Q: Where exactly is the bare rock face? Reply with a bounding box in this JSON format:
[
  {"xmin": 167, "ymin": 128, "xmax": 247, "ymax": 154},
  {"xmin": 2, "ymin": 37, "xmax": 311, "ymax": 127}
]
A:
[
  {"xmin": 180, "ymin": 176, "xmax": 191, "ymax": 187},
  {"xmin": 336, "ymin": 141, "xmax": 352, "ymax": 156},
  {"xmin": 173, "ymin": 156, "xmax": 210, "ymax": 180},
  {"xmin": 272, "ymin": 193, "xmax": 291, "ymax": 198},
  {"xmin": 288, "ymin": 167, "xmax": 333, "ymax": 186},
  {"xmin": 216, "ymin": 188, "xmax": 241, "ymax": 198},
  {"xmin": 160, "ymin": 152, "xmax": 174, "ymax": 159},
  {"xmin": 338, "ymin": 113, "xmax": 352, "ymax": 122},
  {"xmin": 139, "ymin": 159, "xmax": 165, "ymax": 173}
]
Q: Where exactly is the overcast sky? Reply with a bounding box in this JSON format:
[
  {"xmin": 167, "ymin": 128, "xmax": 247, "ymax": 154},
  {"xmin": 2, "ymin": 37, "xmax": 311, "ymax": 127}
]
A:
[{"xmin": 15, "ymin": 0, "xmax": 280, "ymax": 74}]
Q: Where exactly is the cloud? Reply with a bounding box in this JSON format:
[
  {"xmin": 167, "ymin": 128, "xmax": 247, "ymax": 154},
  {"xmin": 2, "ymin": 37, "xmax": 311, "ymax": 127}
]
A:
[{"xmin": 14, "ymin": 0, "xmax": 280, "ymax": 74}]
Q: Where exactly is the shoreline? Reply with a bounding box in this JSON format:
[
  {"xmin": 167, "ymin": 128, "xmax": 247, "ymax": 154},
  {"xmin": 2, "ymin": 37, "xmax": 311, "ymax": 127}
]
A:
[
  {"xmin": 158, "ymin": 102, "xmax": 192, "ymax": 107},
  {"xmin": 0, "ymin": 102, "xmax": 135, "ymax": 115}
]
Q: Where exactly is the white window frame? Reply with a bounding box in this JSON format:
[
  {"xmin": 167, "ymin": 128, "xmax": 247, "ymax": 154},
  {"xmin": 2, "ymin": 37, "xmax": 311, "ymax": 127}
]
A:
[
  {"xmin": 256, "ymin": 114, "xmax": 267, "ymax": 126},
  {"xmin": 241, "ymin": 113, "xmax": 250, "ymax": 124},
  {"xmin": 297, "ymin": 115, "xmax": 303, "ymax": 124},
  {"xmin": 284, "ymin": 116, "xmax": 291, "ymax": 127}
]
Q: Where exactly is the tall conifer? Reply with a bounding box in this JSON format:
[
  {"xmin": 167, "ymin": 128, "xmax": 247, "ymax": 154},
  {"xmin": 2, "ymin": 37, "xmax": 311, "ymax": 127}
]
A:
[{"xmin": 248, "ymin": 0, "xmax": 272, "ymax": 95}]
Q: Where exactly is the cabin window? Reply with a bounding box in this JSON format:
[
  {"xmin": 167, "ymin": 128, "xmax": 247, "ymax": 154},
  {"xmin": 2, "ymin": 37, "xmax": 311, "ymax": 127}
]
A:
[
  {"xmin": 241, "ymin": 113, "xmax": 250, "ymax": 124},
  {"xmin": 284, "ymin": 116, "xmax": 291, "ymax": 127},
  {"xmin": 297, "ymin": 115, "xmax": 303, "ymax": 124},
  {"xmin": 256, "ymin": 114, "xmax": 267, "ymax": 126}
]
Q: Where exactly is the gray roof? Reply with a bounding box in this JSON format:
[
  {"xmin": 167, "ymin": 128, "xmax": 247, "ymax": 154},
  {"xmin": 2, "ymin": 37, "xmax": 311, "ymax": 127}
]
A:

══════

▶ Directions: Repeat the lines above with every word intact.

▶ Solution for this problem:
Q: Where exactly is the bare rock face? Reply with a bounding box in this JSON format:
[
  {"xmin": 167, "ymin": 128, "xmax": 247, "ymax": 154},
  {"xmin": 2, "ymin": 37, "xmax": 311, "ymax": 127}
]
A:
[
  {"xmin": 180, "ymin": 176, "xmax": 191, "ymax": 187},
  {"xmin": 336, "ymin": 141, "xmax": 352, "ymax": 156},
  {"xmin": 173, "ymin": 156, "xmax": 210, "ymax": 180},
  {"xmin": 272, "ymin": 193, "xmax": 291, "ymax": 198},
  {"xmin": 288, "ymin": 167, "xmax": 333, "ymax": 186},
  {"xmin": 216, "ymin": 188, "xmax": 241, "ymax": 198},
  {"xmin": 160, "ymin": 152, "xmax": 174, "ymax": 159},
  {"xmin": 338, "ymin": 113, "xmax": 352, "ymax": 122},
  {"xmin": 139, "ymin": 159, "xmax": 165, "ymax": 173}
]
Q: Where exactly is the overcast sky? Reply with a bounding box in this JSON format:
[
  {"xmin": 167, "ymin": 128, "xmax": 247, "ymax": 154},
  {"xmin": 2, "ymin": 37, "xmax": 311, "ymax": 127}
]
A:
[{"xmin": 15, "ymin": 0, "xmax": 280, "ymax": 74}]
Q: Where exactly is the cloud? Reply with a bounding box in this JSON format:
[
  {"xmin": 167, "ymin": 128, "xmax": 247, "ymax": 154},
  {"xmin": 2, "ymin": 37, "xmax": 311, "ymax": 127}
]
A:
[{"xmin": 14, "ymin": 0, "xmax": 280, "ymax": 74}]
Q: Where exactly is the shoreline? Reply with a bounding box in this JSON format:
[
  {"xmin": 167, "ymin": 128, "xmax": 247, "ymax": 154},
  {"xmin": 2, "ymin": 37, "xmax": 311, "ymax": 127}
]
A:
[
  {"xmin": 158, "ymin": 102, "xmax": 192, "ymax": 107},
  {"xmin": 0, "ymin": 102, "xmax": 135, "ymax": 115}
]
Q: Where exactly is the white window frame? Reply with a bounding box in this JSON format:
[
  {"xmin": 167, "ymin": 128, "xmax": 247, "ymax": 154},
  {"xmin": 2, "ymin": 37, "xmax": 311, "ymax": 127}
]
A:
[
  {"xmin": 256, "ymin": 114, "xmax": 267, "ymax": 126},
  {"xmin": 241, "ymin": 113, "xmax": 250, "ymax": 124},
  {"xmin": 297, "ymin": 115, "xmax": 303, "ymax": 124},
  {"xmin": 284, "ymin": 116, "xmax": 291, "ymax": 127}
]
Q: Where exactly is the tall conifer? Reply with a bounding box in this JSON format:
[
  {"xmin": 167, "ymin": 128, "xmax": 247, "ymax": 154},
  {"xmin": 2, "ymin": 37, "xmax": 311, "ymax": 127}
]
A:
[{"xmin": 248, "ymin": 0, "xmax": 272, "ymax": 95}]
Q: Where exactly is the cabin window? Reply with a bounding box in this JSON format:
[
  {"xmin": 167, "ymin": 128, "xmax": 247, "ymax": 154},
  {"xmin": 2, "ymin": 37, "xmax": 311, "ymax": 127}
]
A:
[
  {"xmin": 241, "ymin": 113, "xmax": 250, "ymax": 124},
  {"xmin": 284, "ymin": 116, "xmax": 291, "ymax": 127},
  {"xmin": 297, "ymin": 115, "xmax": 303, "ymax": 124},
  {"xmin": 256, "ymin": 114, "xmax": 267, "ymax": 126}
]
Q: Where exactly is the gray roof? Reply with a bounding box in this JSON format:
[
  {"xmin": 167, "ymin": 128, "xmax": 247, "ymax": 154},
  {"xmin": 2, "ymin": 37, "xmax": 311, "ymax": 127}
]
A:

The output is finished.